▸ **Estratto del documento**:

%%

Tempo di Quaresima A – 1. Domenica
La quaresima inizia con una riflessione sul tema della tentazione. Nella prima lettura si parla della creazione dei progenitori e della loro caduta. È un racconto mitologico, che riguarda non tanto l’esperienza di una improbabile coppia originale, quanto piuttosto quella di ciascuno di noi. I progenitori cedono alla tentazione di essere come Dio. È questa la grande tentazione dell’uomo, che si concretizza nel mettere se stesso al centro, pretendendo che tutto, persone e cose, ruotino intorno a lui.
Nel brano del vangelo si racconta la tentazione che Gesù ha dovuto affrontare all’inizio della sua vita pubblica. L’evangelista parla di una tentazione in tre momenti: trasformare le pietre in pane, buttarsi giù dal pinnacolo del tempio, adorare il diavolo per avere da lui il potere su tutti i regni del mondo. Anche qui non si tratta di una descrizione oggettiva dei fatti, ma di un racconto che esprime in modo simbolico la pressione che sarà esercitata su Gesù in tutto il suo ministero, per indurlo a capeggiare un movimento di rivolta armata contro i romani. Era questo ciò che la gente si aspettava dal Messia in quanto Figlio di Dio. Questa concezione del Messia si basava sulla ricerca del potere economico e politico nonché del consenso pubblico come mezzo per realizzare una società migliore. Gesù ha vinto le suggestioni del diavolo e ha puntato invece su una grande azione risanatrice, che partiva dal cuore della gente, pur sapendo che ciò avrebbe comportato, apparentemente, una sconfitta.
Nella seconda lettura, Paolo parla della nostra solidarietà con Adamo, l’uomo peccatore, e la sua sostituzione con la solidarietà con Cristo. Questa comporta per noi il superamento della tentazione di mettere il nostro io al primo posto. Ciò si realizza quando si comprende che non si può essere felici da soli e che un mondo migliore si basa sul rapporto con l’altro.

%%

▸ **Righe estratte**:
%%

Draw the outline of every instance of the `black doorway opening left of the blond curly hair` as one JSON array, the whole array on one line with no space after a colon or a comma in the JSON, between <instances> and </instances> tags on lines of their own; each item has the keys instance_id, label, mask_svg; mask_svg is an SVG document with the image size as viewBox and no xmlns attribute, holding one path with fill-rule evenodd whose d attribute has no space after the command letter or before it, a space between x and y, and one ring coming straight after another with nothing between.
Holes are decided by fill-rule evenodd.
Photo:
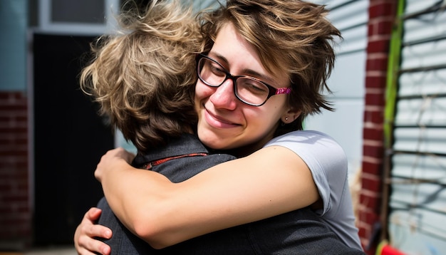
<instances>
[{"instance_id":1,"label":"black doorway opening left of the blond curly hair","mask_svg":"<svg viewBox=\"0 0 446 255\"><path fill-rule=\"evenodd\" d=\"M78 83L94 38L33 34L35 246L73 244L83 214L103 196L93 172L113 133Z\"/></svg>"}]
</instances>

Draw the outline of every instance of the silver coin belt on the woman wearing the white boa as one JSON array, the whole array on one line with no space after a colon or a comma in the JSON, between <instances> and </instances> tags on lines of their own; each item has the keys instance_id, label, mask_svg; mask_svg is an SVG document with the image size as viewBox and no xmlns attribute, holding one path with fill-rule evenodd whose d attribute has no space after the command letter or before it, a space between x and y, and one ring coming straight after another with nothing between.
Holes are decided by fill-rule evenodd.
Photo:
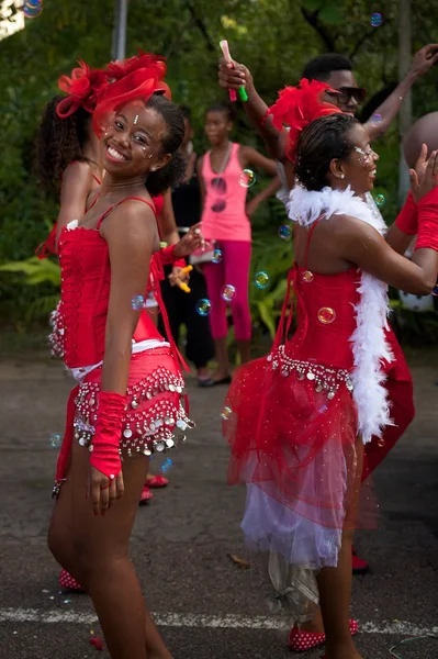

%%
%%

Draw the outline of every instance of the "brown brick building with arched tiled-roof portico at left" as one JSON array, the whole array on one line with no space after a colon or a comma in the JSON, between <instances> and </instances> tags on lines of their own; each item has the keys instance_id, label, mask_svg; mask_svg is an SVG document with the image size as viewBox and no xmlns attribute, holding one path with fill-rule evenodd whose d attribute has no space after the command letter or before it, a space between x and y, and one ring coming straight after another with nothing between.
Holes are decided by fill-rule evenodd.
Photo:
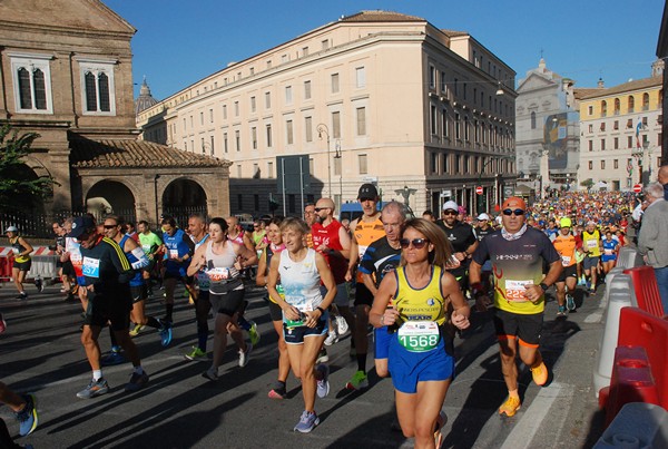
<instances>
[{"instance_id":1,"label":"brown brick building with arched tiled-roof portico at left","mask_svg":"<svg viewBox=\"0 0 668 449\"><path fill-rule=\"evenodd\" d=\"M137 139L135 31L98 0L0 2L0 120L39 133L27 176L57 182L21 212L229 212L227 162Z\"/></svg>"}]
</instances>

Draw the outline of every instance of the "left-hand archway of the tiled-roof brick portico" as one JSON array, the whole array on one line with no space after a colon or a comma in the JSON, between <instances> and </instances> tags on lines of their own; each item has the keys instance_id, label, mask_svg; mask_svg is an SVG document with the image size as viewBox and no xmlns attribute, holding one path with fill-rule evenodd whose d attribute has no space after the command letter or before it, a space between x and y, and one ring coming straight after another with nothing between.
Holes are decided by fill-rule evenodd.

%%
%%

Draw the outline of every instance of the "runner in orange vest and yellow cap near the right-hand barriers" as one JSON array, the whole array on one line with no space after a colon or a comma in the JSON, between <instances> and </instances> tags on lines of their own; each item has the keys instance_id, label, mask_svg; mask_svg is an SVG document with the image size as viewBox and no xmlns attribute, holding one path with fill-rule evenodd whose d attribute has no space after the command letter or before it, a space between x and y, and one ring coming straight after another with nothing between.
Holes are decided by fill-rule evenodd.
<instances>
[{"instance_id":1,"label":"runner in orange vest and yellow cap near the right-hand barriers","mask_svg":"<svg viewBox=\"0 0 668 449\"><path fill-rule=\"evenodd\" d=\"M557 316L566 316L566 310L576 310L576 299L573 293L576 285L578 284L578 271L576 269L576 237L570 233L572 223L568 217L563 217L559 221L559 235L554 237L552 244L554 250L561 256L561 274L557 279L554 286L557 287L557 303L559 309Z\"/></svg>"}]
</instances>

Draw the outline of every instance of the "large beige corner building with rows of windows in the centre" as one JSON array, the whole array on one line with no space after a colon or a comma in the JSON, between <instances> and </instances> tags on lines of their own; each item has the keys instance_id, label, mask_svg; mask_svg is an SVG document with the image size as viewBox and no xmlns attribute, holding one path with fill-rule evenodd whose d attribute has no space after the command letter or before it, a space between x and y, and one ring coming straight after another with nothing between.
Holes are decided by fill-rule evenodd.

%%

▸ **Cosa devi fare**:
(A) Per favore, trascrivi un passo del testo sulla prima domenica di Quaresima: parti dalle parole "Nella seconda lettura, Paolo" e fermati dopo "rapporto con l’altro.".
(B) Secondo il testo sulla prima domenica di Quaresima, come si supera la tentazione di mettere il proprio io al primo posto? Spiegalo in una, due o tre frasi.
Le righe riportate sopra non servono per questo lavoro.

▸ **Risposte scritte**:
(A)
Nella seconda lettura, Paolo parla della nostra solidarietà con Adamo, l’uomo peccatore, e la sua sostituzione con la solidarietà con Cristo. Questa comporta per noi il superamento della tentazione di mettere il nostro io al primo posto. Ciò si realizza quando si comprende che non si può essere felici da soli e che un mondo migliore si basa sul rapporto con l’altro.

(B) La si supera quando si comprende che non si può essere felici da soli e che un mondo migliore si basa sul rapporto con l'altro. Questo superamento deriva dalla solidarietà con Cristo, che secondo Paolo sostituisce la nostra solidarietà con Adamo, l'uomo peccatore.